▸ **INSTRUCTIONS TO FOLLOW**
The answer is a number and nothing else: the count of lines in these entries containing the word "reflection".

Dataset entries
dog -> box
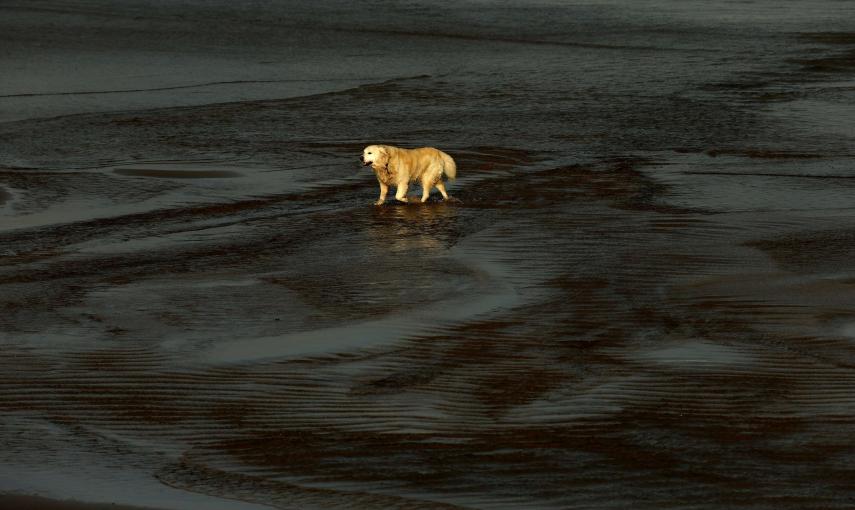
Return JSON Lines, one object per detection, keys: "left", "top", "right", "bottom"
{"left": 361, "top": 145, "right": 457, "bottom": 205}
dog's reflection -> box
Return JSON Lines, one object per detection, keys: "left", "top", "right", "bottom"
{"left": 366, "top": 202, "right": 460, "bottom": 253}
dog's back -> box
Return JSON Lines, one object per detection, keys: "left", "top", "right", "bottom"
{"left": 402, "top": 147, "right": 456, "bottom": 182}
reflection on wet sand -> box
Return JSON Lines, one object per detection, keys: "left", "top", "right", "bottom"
{"left": 368, "top": 202, "right": 459, "bottom": 252}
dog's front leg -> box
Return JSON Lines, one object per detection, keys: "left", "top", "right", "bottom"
{"left": 395, "top": 182, "right": 409, "bottom": 203}
{"left": 374, "top": 181, "right": 388, "bottom": 205}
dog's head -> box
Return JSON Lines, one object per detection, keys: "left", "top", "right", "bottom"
{"left": 361, "top": 145, "right": 389, "bottom": 169}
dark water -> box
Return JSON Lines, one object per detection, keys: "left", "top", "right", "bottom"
{"left": 3, "top": 1, "right": 855, "bottom": 508}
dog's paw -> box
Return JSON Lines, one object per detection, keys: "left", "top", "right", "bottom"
{"left": 374, "top": 199, "right": 385, "bottom": 206}
{"left": 395, "top": 197, "right": 409, "bottom": 203}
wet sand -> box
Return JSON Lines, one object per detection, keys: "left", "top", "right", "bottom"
{"left": 0, "top": 494, "right": 162, "bottom": 510}
{"left": 3, "top": 1, "right": 855, "bottom": 509}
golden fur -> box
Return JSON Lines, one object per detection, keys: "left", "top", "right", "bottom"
{"left": 361, "top": 145, "right": 457, "bottom": 205}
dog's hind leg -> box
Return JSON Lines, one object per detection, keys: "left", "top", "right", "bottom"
{"left": 395, "top": 182, "right": 409, "bottom": 203}
{"left": 420, "top": 176, "right": 433, "bottom": 203}
{"left": 435, "top": 181, "right": 450, "bottom": 201}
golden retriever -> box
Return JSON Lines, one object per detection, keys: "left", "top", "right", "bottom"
{"left": 361, "top": 145, "right": 457, "bottom": 205}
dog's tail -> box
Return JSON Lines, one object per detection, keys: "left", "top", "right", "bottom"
{"left": 440, "top": 151, "right": 457, "bottom": 181}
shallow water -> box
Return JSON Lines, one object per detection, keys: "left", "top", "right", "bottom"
{"left": 3, "top": 1, "right": 855, "bottom": 508}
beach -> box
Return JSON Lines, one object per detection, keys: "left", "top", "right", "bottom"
{"left": 3, "top": 1, "right": 855, "bottom": 508}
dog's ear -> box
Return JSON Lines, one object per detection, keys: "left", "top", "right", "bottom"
{"left": 376, "top": 146, "right": 390, "bottom": 167}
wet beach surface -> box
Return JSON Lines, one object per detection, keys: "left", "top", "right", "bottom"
{"left": 3, "top": 1, "right": 855, "bottom": 508}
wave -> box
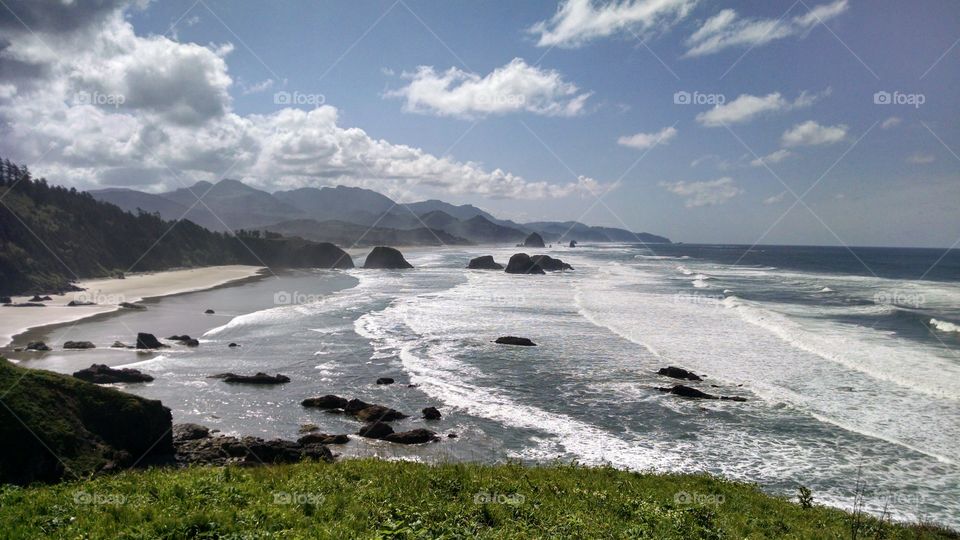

▸ **ANSWER BOX**
2